Provided text

%%

RE: HW requirements

2015-05-28 Thread Allison, Timothy B.
A classic on the importance of prototyping with your data and on the 
intractability of sizing in the abstract:

https://lucidworks.com/blog/sizing-hardware-in-the-abstract-why-we-dont-have-a-definitive-answer/
 


This might be of use:

https://svn.apache.org/repos/asf/lucene/dev/trunk/dev-tools/size-estimator-lucene-solr.xls

but note this thread:
https://mail-archives.apache.org/mod_mbox/lucene-java-user/201503.mbox/%3cCALZAj3KMiStgiFZb=RTAEqDg8dpPYcmaj25T26Hi+=c7cal...@mail.gmail.com%3e
 

perhaps: 
http://docs.alfresco.com/4.1/concepts/solrnodes-memory.html 
-Original Message-
From: Sznajder ForMailingList [mailto:bs4mailingl...@gmail.com] 
Sent: Wednesday, May 27, 2015 12:34 PM
To: solr-user@lucene.apache.org
Subject: HW requirements

Hi ,

Could you give me some hints wrt HW requirements for Solr if I need to
index about 400 Gigas of text?

Thanks

Benjamin


Re: HW requirements

2015-05-28 Thread Jack Krupansky
You need to translate your source data size into number of documents and
document size. Document size will depend on number of fields, the type of
data in each field, and the size of the data in each field. You need to
think about numeric and date fields, raw string fields, and keyword text
fields.

Solr and Lucene do not merely index a bulk blob of bytes, but
semi-structured data, in the form of documents and fields.

%%

Data section
%%

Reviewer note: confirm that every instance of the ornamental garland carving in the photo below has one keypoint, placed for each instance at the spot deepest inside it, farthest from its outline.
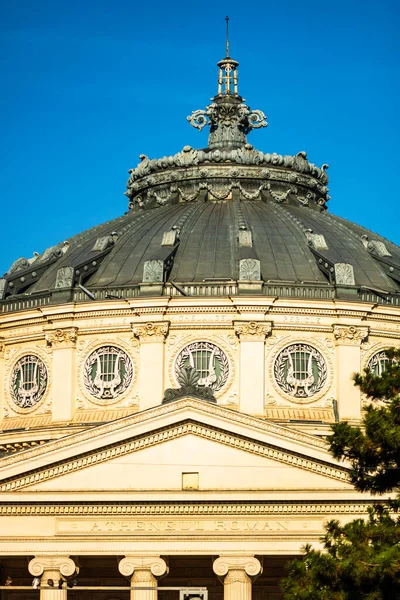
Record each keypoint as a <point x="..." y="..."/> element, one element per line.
<point x="246" y="155"/>
<point x="210" y="362"/>
<point x="28" y="381"/>
<point x="218" y="367"/>
<point x="350" y="334"/>
<point x="107" y="373"/>
<point x="300" y="370"/>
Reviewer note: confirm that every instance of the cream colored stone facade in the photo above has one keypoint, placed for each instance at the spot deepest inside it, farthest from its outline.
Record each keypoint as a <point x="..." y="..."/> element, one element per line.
<point x="83" y="476"/>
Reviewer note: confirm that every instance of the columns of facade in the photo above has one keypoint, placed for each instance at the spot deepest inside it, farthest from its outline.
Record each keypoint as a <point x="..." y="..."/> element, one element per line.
<point x="238" y="573"/>
<point x="143" y="572"/>
<point x="63" y="344"/>
<point x="151" y="376"/>
<point x="51" y="569"/>
<point x="348" y="361"/>
<point x="252" y="336"/>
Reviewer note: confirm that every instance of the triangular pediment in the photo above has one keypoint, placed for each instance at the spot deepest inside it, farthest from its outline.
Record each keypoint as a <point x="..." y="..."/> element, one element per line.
<point x="151" y="451"/>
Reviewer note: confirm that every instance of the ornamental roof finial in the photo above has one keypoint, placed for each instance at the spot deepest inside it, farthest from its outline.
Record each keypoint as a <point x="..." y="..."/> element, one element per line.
<point x="227" y="36"/>
<point x="229" y="118"/>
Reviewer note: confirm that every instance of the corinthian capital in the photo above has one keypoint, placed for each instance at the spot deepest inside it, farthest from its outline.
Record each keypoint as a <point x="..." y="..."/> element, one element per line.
<point x="250" y="565"/>
<point x="155" y="564"/>
<point x="152" y="331"/>
<point x="55" y="564"/>
<point x="350" y="334"/>
<point x="252" y="330"/>
<point x="62" y="337"/>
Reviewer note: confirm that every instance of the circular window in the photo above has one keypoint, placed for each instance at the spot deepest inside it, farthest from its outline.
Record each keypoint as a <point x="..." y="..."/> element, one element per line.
<point x="378" y="363"/>
<point x="28" y="381"/>
<point x="108" y="372"/>
<point x="210" y="362"/>
<point x="300" y="370"/>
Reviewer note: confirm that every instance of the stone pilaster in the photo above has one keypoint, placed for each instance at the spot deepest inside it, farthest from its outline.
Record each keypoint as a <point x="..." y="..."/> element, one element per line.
<point x="151" y="376"/>
<point x="238" y="573"/>
<point x="348" y="340"/>
<point x="143" y="572"/>
<point x="50" y="569"/>
<point x="252" y="336"/>
<point x="2" y="375"/>
<point x="63" y="345"/>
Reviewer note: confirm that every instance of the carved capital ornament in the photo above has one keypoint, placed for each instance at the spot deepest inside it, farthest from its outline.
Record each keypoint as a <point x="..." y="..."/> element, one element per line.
<point x="350" y="334"/>
<point x="151" y="331"/>
<point x="62" y="337"/>
<point x="154" y="564"/>
<point x="252" y="330"/>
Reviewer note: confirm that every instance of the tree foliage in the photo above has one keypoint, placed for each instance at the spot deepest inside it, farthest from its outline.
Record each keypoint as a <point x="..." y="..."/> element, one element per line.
<point x="361" y="559"/>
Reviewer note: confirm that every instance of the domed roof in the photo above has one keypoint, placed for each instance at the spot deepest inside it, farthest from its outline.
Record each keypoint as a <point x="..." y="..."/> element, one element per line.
<point x="223" y="220"/>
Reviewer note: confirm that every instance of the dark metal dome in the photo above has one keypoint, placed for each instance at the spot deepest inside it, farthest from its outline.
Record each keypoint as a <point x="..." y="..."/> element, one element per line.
<point x="224" y="220"/>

%%

Your instructions
Carry the mailing-list thread on Solr hardware requirements forward from its final sentence. The items play no part in this work.

Task response
In some cases the indexed data can be smaller than the source data, but it
can sometimes be larger as well.


-- Jack Krupansky

On Wed, May 27, 2015 at 12:33 PM, Sznajder ForMailingList 
bs4mailingl...@gmail.com wrote:

 Hi ,

 Could you give me some hints wrt HW requirements for Solr if I need to
 index about 400 Gigas of text?

 Thanks

 Benjamin



Re: HW requirements

2015-05-27 Thread Toke Eskildsen
Sznajder ForMailingList bs4mailingl...@gmail.com wrote:
 Could you give me some hints wrt HW requirements for Solr if I need to
 index about 400 Gigas of text?

No. You are providing far too few data for us to guess.

400GB can be handled on a laptop or require 3 strong servers, depending on what 
you intend to do with the data, how much the machine(s) will be used while 
indexing and your requirements to speed.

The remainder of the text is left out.